About this task — The data is to be retyped in full, exactly.

Dataset entries —
• • • • •

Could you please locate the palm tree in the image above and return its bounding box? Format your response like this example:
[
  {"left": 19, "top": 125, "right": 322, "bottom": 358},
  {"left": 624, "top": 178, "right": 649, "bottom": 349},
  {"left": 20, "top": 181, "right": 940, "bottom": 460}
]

• • • • •

Solution to the exercise —
Could you please locate the palm tree in the image above and return its bounding box? Format your response like this example:
[
  {"left": 19, "top": 125, "right": 322, "bottom": 358},
  {"left": 624, "top": 178, "right": 649, "bottom": 349},
  {"left": 20, "top": 181, "right": 940, "bottom": 460}
]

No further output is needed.